▶ [WRITTEN PROBLEM 1] In the deck-building text below, how many of a 60-card deck's cards should be lands under the general rule of thumb?

▶ [SOURCE]
============

The Land/Non-Land Balance
The general rule of thumb: your deck should be 40% lands. For a 60-card deck, that means 24 cards should be land cards. However, this is only a recommendation; a typical range is more like 18-30, for reasons I discuss below. Other types of decks (those that feature gimmicky cards like treasure hunt) may have 80% or more lands, but I will omit niche strategies from the discussion.
The number of lands depends on your deck strategy and mana curve.
- Aggressive decks typically have a lower mana curve (more low-cost spells) and fewer lands (18-22). The point with them is to hit hard and fast before your opponent can set up defenses; in that case, you need fewer lands (and want more spells) to increase the possibility of drawing playable cards early.
- Control and midrange decks tend to run more in the 22-26 land range, with a typical mana curve.
- Stompy or landfall decks may hit 26-30 lands, as they have a higher mana curve (more high-cost spells) or require lands (in a landfall deck) to execute their strategy.

============

▶ [RECORDS PROVIDED]
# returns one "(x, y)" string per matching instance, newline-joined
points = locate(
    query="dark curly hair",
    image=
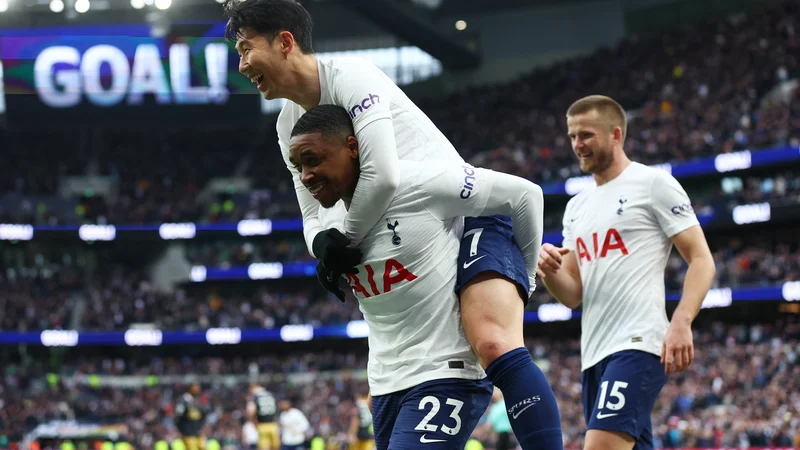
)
(268, 18)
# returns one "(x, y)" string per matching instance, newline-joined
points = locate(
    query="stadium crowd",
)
(743, 389)
(697, 90)
(43, 294)
(693, 91)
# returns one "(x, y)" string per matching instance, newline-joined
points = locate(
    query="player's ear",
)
(352, 146)
(286, 42)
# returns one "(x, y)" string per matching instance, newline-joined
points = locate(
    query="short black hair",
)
(330, 120)
(268, 18)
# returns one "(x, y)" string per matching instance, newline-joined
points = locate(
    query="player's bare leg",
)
(608, 440)
(493, 314)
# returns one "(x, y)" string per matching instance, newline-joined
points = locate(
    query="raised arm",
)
(462, 190)
(309, 207)
(378, 180)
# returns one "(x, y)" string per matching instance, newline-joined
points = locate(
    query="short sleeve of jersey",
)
(569, 239)
(451, 189)
(671, 205)
(363, 90)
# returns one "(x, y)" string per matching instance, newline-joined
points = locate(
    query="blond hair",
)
(606, 107)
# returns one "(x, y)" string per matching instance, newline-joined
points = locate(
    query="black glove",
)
(330, 281)
(330, 247)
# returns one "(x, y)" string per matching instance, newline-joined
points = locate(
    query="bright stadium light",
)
(82, 6)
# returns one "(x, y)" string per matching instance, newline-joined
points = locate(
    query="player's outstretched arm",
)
(462, 190)
(677, 352)
(685, 233)
(558, 270)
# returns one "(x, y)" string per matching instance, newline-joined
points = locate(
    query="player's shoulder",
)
(346, 64)
(641, 173)
(289, 115)
(653, 178)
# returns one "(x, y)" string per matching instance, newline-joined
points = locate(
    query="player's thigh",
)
(363, 444)
(385, 409)
(192, 442)
(608, 440)
(440, 415)
(626, 394)
(492, 282)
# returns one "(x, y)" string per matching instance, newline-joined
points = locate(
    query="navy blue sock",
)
(530, 402)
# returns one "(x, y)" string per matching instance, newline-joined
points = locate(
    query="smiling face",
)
(593, 140)
(265, 63)
(328, 165)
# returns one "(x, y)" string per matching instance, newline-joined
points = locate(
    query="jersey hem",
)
(415, 381)
(596, 360)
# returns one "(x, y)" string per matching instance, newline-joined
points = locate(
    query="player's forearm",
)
(698, 281)
(565, 288)
(378, 180)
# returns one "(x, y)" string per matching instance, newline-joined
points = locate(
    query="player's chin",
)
(328, 202)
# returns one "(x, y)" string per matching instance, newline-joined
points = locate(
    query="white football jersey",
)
(368, 95)
(620, 233)
(406, 283)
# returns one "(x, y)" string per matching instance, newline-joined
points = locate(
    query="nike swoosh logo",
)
(516, 414)
(467, 264)
(425, 440)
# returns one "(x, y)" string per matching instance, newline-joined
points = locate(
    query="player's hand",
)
(677, 351)
(330, 281)
(550, 258)
(331, 248)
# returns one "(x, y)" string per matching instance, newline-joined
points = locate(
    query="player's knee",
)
(490, 349)
(492, 313)
(608, 440)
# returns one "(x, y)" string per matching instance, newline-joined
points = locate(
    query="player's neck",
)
(621, 162)
(306, 82)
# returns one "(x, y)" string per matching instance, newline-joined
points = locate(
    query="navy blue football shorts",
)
(488, 245)
(435, 415)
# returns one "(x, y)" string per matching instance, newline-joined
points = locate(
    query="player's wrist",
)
(679, 318)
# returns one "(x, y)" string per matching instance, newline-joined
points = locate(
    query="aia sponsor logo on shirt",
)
(365, 104)
(600, 245)
(680, 209)
(393, 273)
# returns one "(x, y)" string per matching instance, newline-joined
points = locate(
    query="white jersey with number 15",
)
(406, 283)
(620, 233)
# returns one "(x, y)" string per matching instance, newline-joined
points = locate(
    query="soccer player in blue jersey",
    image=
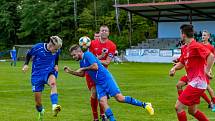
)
(105, 83)
(44, 71)
(13, 57)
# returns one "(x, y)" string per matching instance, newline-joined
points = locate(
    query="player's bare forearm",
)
(210, 61)
(173, 70)
(80, 74)
(75, 73)
(178, 66)
(106, 62)
(93, 66)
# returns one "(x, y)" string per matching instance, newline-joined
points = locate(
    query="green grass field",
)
(145, 81)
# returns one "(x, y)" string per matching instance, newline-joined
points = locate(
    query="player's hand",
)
(172, 72)
(56, 68)
(66, 69)
(79, 70)
(25, 68)
(209, 74)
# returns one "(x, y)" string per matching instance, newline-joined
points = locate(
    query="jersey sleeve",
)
(91, 48)
(203, 51)
(90, 58)
(112, 50)
(33, 50)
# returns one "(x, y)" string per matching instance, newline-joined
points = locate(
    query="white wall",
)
(172, 29)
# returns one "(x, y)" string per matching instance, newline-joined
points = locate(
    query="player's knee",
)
(53, 84)
(177, 109)
(93, 95)
(38, 104)
(120, 98)
(191, 111)
(178, 86)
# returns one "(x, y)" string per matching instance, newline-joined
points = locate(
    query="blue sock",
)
(39, 108)
(109, 114)
(54, 98)
(133, 101)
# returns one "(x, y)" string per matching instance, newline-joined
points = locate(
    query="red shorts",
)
(191, 95)
(90, 82)
(184, 79)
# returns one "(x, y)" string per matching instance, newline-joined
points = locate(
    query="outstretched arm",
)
(27, 59)
(73, 72)
(178, 66)
(210, 62)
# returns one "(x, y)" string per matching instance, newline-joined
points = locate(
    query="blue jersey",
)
(98, 76)
(13, 54)
(43, 59)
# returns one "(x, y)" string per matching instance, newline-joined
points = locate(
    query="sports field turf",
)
(145, 81)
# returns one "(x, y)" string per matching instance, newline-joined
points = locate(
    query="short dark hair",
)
(187, 29)
(74, 47)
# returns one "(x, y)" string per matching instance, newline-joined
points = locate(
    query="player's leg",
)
(93, 98)
(94, 103)
(205, 97)
(181, 83)
(108, 112)
(211, 92)
(197, 113)
(39, 107)
(127, 99)
(181, 114)
(37, 88)
(54, 95)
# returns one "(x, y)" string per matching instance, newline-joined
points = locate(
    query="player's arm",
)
(73, 72)
(27, 60)
(178, 66)
(56, 63)
(210, 62)
(110, 56)
(107, 61)
(93, 66)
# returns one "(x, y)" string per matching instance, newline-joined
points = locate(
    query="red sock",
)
(200, 116)
(213, 100)
(205, 97)
(182, 116)
(94, 105)
(179, 92)
(102, 112)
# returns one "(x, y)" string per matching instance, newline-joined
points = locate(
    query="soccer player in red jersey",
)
(206, 43)
(104, 50)
(198, 62)
(184, 80)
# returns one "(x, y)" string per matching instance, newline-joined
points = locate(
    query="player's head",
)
(205, 35)
(54, 44)
(76, 52)
(187, 31)
(104, 32)
(96, 35)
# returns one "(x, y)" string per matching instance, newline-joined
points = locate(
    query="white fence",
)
(152, 55)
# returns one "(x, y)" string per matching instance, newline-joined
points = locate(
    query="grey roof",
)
(195, 10)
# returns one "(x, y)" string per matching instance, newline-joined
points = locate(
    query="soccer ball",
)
(84, 42)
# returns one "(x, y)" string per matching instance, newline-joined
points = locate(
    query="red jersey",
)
(194, 57)
(109, 48)
(210, 47)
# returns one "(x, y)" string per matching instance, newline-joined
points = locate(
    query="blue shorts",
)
(38, 81)
(110, 87)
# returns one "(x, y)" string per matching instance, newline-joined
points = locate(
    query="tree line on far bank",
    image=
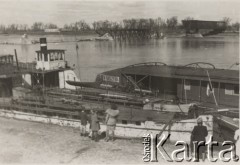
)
(171, 24)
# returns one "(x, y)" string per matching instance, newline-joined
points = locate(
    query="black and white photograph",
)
(119, 81)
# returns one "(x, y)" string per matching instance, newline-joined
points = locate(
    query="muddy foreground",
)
(31, 142)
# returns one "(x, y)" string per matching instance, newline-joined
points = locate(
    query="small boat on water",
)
(105, 37)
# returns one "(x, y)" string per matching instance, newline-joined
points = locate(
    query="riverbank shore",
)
(32, 142)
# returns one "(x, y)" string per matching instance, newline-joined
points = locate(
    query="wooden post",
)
(15, 51)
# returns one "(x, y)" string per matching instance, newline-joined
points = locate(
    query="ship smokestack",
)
(43, 44)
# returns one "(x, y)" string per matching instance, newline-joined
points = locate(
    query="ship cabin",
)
(6, 74)
(51, 69)
(189, 84)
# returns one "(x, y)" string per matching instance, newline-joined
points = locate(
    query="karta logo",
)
(154, 146)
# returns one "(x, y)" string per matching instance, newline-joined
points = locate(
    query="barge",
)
(152, 97)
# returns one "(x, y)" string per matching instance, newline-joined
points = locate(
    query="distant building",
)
(51, 30)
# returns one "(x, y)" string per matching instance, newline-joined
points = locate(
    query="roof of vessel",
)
(51, 50)
(182, 72)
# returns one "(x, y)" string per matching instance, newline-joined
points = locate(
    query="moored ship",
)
(152, 97)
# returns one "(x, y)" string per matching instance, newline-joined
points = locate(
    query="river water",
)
(98, 56)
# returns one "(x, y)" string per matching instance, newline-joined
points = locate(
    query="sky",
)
(61, 12)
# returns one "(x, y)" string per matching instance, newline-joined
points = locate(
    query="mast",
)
(77, 47)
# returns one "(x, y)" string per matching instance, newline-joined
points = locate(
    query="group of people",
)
(94, 121)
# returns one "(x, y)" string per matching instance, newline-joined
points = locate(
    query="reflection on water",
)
(98, 56)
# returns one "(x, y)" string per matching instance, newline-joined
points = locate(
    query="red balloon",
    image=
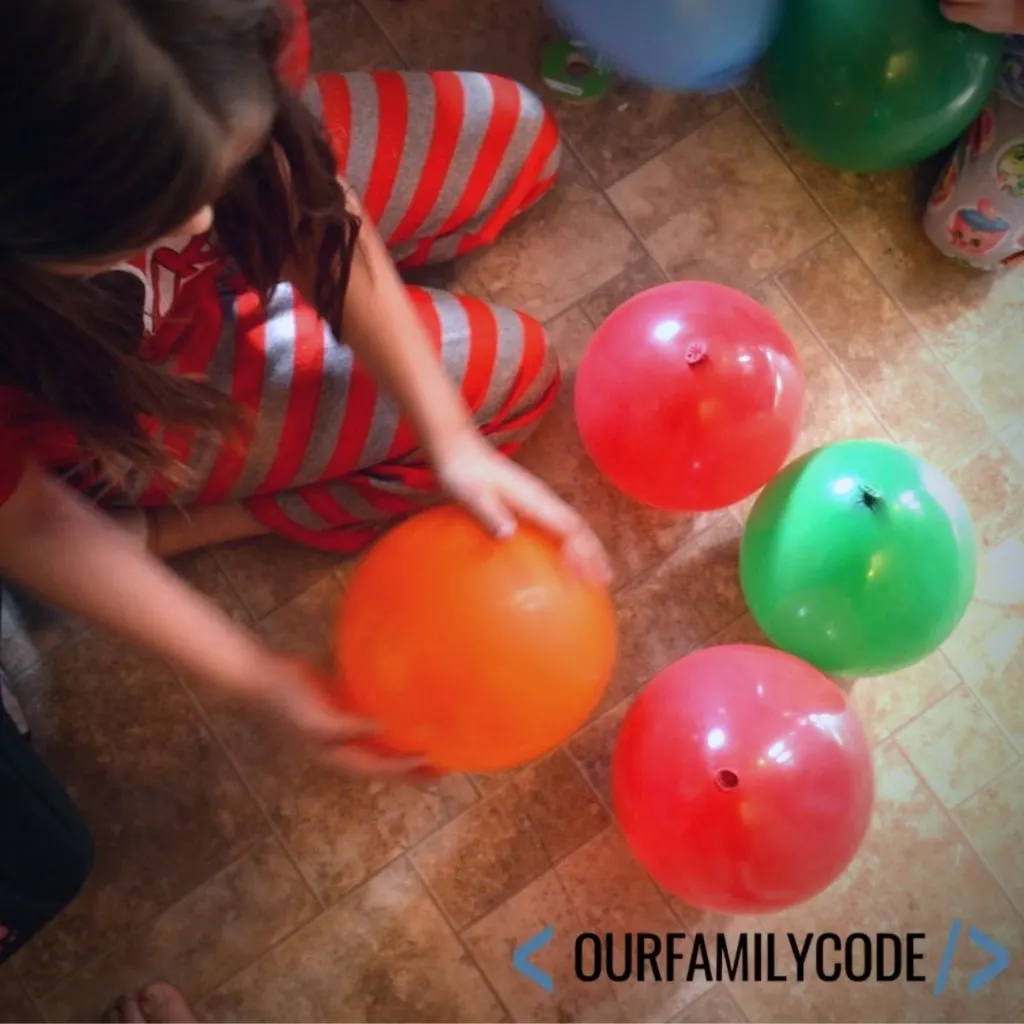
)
(294, 60)
(742, 779)
(690, 396)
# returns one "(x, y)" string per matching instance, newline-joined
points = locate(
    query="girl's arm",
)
(385, 331)
(77, 558)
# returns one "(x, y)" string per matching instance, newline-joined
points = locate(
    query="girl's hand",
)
(292, 690)
(987, 15)
(498, 492)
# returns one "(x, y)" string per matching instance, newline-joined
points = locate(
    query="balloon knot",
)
(869, 498)
(696, 351)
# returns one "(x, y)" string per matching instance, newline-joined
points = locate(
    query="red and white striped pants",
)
(442, 162)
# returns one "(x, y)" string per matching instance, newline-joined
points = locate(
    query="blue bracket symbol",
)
(520, 958)
(999, 954)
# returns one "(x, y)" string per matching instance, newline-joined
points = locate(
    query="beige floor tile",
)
(656, 626)
(635, 279)
(493, 941)
(992, 374)
(743, 630)
(312, 805)
(202, 570)
(635, 537)
(15, 1006)
(992, 484)
(955, 747)
(880, 214)
(570, 333)
(886, 704)
(268, 571)
(345, 38)
(484, 856)
(631, 124)
(592, 747)
(914, 396)
(165, 806)
(200, 942)
(715, 1007)
(707, 570)
(835, 408)
(664, 614)
(987, 648)
(1013, 437)
(611, 894)
(915, 872)
(721, 206)
(993, 821)
(560, 804)
(487, 35)
(384, 953)
(571, 243)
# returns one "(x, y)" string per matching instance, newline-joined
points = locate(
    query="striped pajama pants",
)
(441, 162)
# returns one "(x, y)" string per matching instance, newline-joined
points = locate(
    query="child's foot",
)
(159, 1003)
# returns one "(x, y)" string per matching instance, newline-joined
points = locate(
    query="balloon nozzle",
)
(870, 498)
(696, 351)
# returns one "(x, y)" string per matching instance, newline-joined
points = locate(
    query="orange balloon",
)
(477, 653)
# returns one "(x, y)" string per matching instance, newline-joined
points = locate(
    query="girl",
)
(976, 211)
(177, 264)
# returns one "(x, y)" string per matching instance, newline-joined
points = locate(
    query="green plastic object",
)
(574, 73)
(859, 558)
(873, 85)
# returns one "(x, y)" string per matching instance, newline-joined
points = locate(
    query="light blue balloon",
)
(676, 45)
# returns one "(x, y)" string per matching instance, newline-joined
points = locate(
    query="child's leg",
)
(373, 471)
(976, 212)
(442, 161)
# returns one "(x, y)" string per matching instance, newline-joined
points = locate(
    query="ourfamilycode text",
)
(758, 956)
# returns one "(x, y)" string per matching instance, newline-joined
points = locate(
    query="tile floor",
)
(272, 891)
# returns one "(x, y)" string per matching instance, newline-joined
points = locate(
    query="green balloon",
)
(859, 558)
(873, 85)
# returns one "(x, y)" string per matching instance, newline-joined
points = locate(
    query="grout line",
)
(892, 296)
(948, 812)
(250, 790)
(439, 906)
(140, 927)
(387, 36)
(854, 383)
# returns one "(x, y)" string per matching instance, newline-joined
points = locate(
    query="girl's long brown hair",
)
(113, 123)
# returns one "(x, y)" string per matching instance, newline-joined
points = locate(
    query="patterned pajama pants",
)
(976, 212)
(441, 162)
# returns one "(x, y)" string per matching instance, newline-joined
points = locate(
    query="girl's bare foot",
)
(159, 1003)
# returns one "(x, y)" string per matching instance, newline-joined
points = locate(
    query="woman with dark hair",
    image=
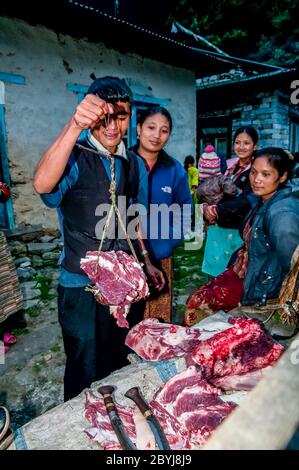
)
(168, 190)
(271, 235)
(225, 217)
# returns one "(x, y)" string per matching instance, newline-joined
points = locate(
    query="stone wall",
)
(36, 252)
(270, 117)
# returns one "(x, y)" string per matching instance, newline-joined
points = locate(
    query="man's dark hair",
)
(111, 89)
(151, 111)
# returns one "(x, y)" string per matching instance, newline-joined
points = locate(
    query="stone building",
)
(50, 53)
(263, 100)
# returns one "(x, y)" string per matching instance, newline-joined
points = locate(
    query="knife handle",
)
(134, 394)
(106, 391)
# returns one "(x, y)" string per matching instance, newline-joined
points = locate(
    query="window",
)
(6, 210)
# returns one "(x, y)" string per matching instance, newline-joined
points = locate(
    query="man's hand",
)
(90, 111)
(156, 276)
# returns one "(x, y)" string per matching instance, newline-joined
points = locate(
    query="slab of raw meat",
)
(118, 281)
(155, 341)
(243, 348)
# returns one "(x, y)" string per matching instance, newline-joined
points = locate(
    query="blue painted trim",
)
(5, 167)
(12, 78)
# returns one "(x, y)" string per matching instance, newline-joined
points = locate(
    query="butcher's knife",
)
(116, 422)
(161, 440)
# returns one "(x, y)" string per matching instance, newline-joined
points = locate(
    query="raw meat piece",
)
(101, 428)
(243, 348)
(118, 281)
(155, 341)
(241, 382)
(187, 407)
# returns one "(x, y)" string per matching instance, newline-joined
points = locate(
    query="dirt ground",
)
(31, 378)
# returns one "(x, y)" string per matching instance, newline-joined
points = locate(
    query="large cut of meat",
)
(118, 281)
(243, 348)
(187, 407)
(155, 341)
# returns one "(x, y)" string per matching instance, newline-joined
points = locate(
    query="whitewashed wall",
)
(36, 111)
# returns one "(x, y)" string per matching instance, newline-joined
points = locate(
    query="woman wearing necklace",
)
(271, 236)
(225, 218)
(167, 186)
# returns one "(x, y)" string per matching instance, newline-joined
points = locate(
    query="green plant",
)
(55, 348)
(20, 331)
(44, 283)
(33, 311)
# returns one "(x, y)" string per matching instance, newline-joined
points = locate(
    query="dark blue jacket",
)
(167, 185)
(273, 240)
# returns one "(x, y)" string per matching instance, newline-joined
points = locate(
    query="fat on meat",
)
(155, 341)
(118, 279)
(242, 349)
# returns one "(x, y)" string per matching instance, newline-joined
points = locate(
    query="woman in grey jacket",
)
(271, 235)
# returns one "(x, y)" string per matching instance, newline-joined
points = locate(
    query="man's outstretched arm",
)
(52, 164)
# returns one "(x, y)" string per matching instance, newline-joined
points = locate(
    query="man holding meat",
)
(74, 176)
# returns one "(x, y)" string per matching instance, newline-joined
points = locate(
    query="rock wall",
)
(36, 252)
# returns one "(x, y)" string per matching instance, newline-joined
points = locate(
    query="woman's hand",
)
(210, 214)
(156, 276)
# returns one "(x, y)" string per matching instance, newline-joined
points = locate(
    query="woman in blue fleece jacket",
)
(170, 202)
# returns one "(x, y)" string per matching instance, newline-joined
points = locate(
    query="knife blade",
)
(161, 440)
(117, 424)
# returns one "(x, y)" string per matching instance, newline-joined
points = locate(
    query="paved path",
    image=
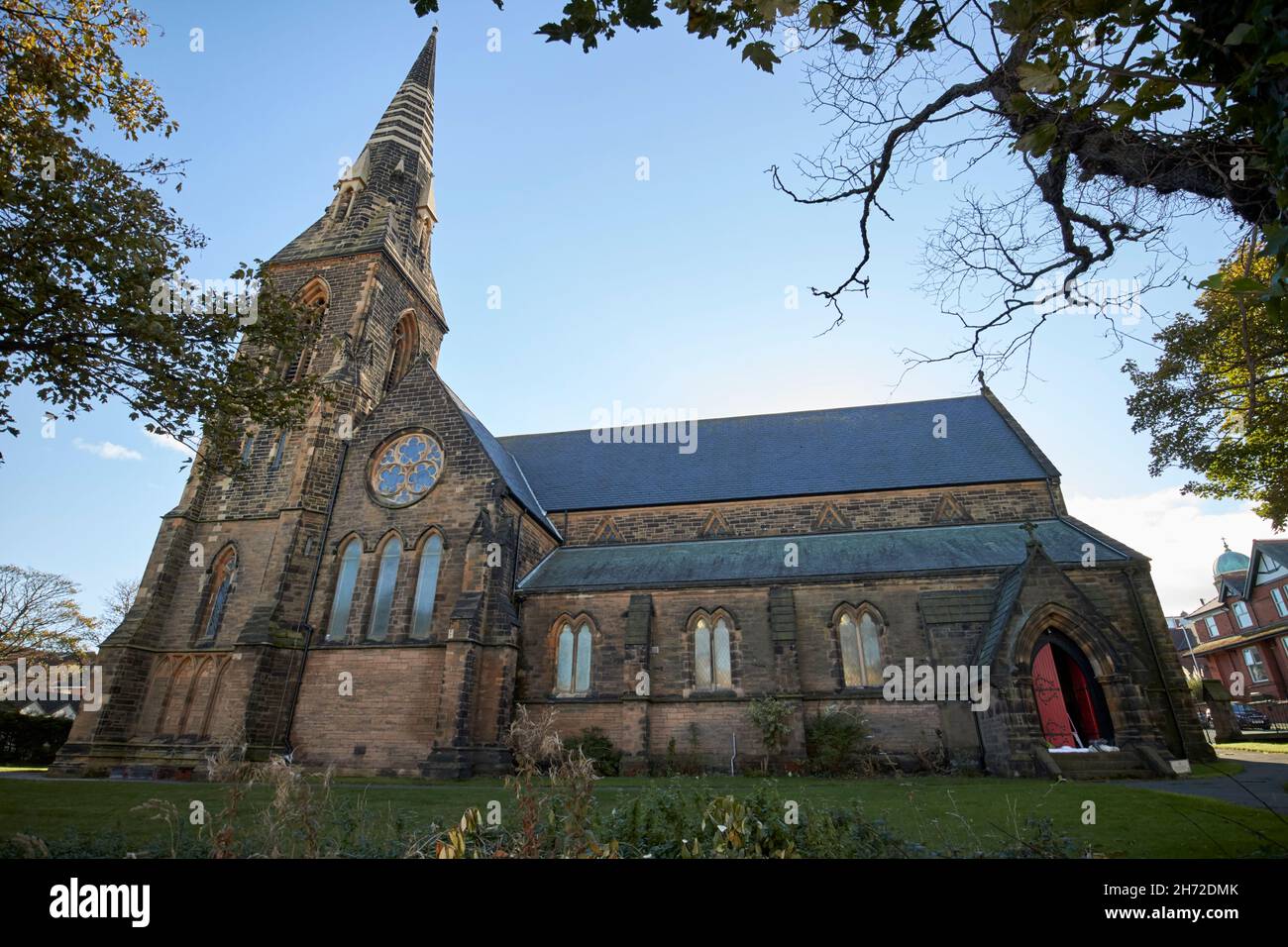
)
(1262, 781)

============

▶ [WRITTEN PROBLEM 2] Pick out every line of the records above that contains the word "stone".

▶ [TASK RESPONSE 1] 24

▶ [TASK RESPONSE 2]
    query="stone wall",
    query="stone building",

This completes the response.